**Passage provided:**
------------------------------------------------
SKILL.md

name:: flowai-skill-diagnose-benchmark-failure
description:: Use when a flowai benchmark fails and you need the cause from run artifacts before editing. Reads judge-evidence.md, the sandbox SKILL.md, and scenario mod.ts; classifies the failure against a known taxonomy; produces an evidence-grounded report (no fixes). Do NOT trigger for passing benchmarks or generic skill iteration.
argument-hint:: scenario-id (e.g. flowai-skill-plan-interactive)
effort:: medium

Diagnose Benchmark Failure

Why this skill exists

When a benchmark fails, the natural reflex is to edit the SKILL.md and re-run. That is guessing. The run artifacts (judge-evidence.md, sandbox SKILL.md, the scenario mod.ts) contain the actual chain of cause and effect: what the agent saw, what it emitted, what the judge measured. This skill enforces an evidence-first diagnosis so each iteration moves on facts, not hopes.

Rules

<rules> 1. **Evidence before hypothesis**: you MUST read `judge-evidence.md`, the sandbox `SKILL.md`, and the scenario `mod.ts` BEFORE you state any cause or propose any fix. If you propose a cause without quoting from these files, the diagnosis is invalid. 2. **No fixes**: this skill produces a *report*. It MUST NOT edit any `SKILL.md`, `mod.ts`, or other source file. Edits happen in the next step, owned by whoever called this skill. 3. **Quote, don't paraphrase**: every claim in the report must cite a quoted line (or line-range) from one of the three evidence sources, plus the file path. 4. **Fail closed**: if any required artifact is missing (no run dir, no `judge-evidence.md`), STOP and report the gap; do not proceed with partial data. </rules>

Inputs

A scenario ID (e.g. flowai-skill-plan-interactive). Inferred from the user prompt or from the most recent failure in the bench output.
------------------------------------------------
**Source information:**
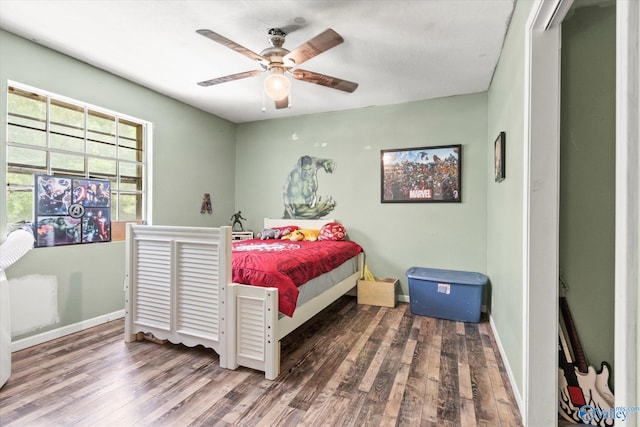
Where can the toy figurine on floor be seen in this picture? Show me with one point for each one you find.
(235, 218)
(206, 204)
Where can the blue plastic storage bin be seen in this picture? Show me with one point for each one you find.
(446, 294)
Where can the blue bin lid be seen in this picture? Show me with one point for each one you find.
(447, 276)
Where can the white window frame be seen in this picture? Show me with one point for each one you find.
(147, 132)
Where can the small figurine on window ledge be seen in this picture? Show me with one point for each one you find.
(206, 204)
(235, 218)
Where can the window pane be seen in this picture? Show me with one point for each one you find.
(79, 142)
(67, 119)
(102, 167)
(27, 109)
(65, 164)
(101, 134)
(68, 143)
(128, 207)
(129, 134)
(26, 157)
(130, 186)
(130, 154)
(130, 170)
(29, 136)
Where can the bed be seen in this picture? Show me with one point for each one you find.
(179, 287)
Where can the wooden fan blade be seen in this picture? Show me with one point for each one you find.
(230, 78)
(232, 45)
(324, 80)
(283, 103)
(315, 46)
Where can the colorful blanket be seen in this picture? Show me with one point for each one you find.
(285, 265)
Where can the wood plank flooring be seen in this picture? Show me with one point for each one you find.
(351, 365)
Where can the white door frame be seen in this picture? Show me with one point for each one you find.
(627, 195)
(541, 207)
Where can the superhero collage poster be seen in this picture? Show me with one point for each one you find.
(71, 210)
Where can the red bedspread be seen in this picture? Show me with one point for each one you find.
(286, 265)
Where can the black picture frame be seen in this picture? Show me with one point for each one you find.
(421, 175)
(71, 210)
(499, 150)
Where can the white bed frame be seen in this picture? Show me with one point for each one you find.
(178, 288)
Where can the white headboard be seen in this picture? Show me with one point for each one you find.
(309, 224)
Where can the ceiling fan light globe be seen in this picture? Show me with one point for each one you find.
(277, 86)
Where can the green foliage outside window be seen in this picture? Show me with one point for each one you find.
(50, 136)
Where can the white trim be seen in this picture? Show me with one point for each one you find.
(65, 330)
(507, 366)
(627, 215)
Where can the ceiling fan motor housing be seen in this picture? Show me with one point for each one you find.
(276, 52)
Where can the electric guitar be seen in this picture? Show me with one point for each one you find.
(579, 383)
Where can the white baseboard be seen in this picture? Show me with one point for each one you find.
(65, 330)
(507, 366)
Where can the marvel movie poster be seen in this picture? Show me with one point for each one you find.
(71, 210)
(426, 174)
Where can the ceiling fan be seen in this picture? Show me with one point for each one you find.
(278, 62)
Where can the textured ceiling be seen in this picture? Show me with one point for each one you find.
(398, 51)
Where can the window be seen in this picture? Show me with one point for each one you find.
(53, 135)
------------------------------------------------
**Exercise tasks:**
- 1) Please say whether each statement agrees with the benchmark-diagnosis skill text, giving yes or no and quoting the words of the text that decide it. (a) The skill may edit the sandbox SKILL.md once it has found the cause. (b) If judge-evidence.md is missing, the skill stops and reports the gap. (c) The skill should be triggered for passing benchmarks.
- 2) Extend the benchmark-diagnosis skill text, picking up right after its final sentence.

**Your written answers:**
- 1)
(a) No: "It MUST NOT edit any `SKILL.md`, `mod.ts`, or other source file."
(b) Yes: "if any required artifact is missing (no run dir, no `judge-evidence.md`), STOP and report the gap"
(c) No: "Do NOT trigger for passing benchmarks or generic skill iteration."

- 2)
Step-by-step

<step_by_step>

Locate the run dir
- Default path: benchmarks/runs/latest/<scenario-id>/run-1/.
- If latest is missing, list benchmarks/runs/ and pick the most recently modified directory containing <scenario-id>.
- Required files inside: judge-evidence.md, sandbox/. If either is missing → fail closed (rule 4).
Read judge-evidence.md end to end
- Identify the three sections: <user_query>, <agent_logs>, <file_diffs>.
- From <agent_logs>, extract the last assistant turn that the user would have seen. This is the agent's actual emitted output.
- From <user_query>, copy the verbatim query the agent received.
- Note any tool calls the agent made (## Tool: <name>) — especially Skill, Read, Bash, TodoWrite. The presence/absence of specific tool calls is itself evidence.
Read the scenario mod.ts
- Path: framework/<pack>/{skills,commands,agents}/<primitive>/benchmarks/<scenario>/mod.ts. Find via find framework -path "*/benchmarks/<scenario>/mod.ts".
- Extract: userQuery, userPersona, checklist[] (with id, description, critical).
- Also extract: interactive, any setup() body, agentsTemplateVars.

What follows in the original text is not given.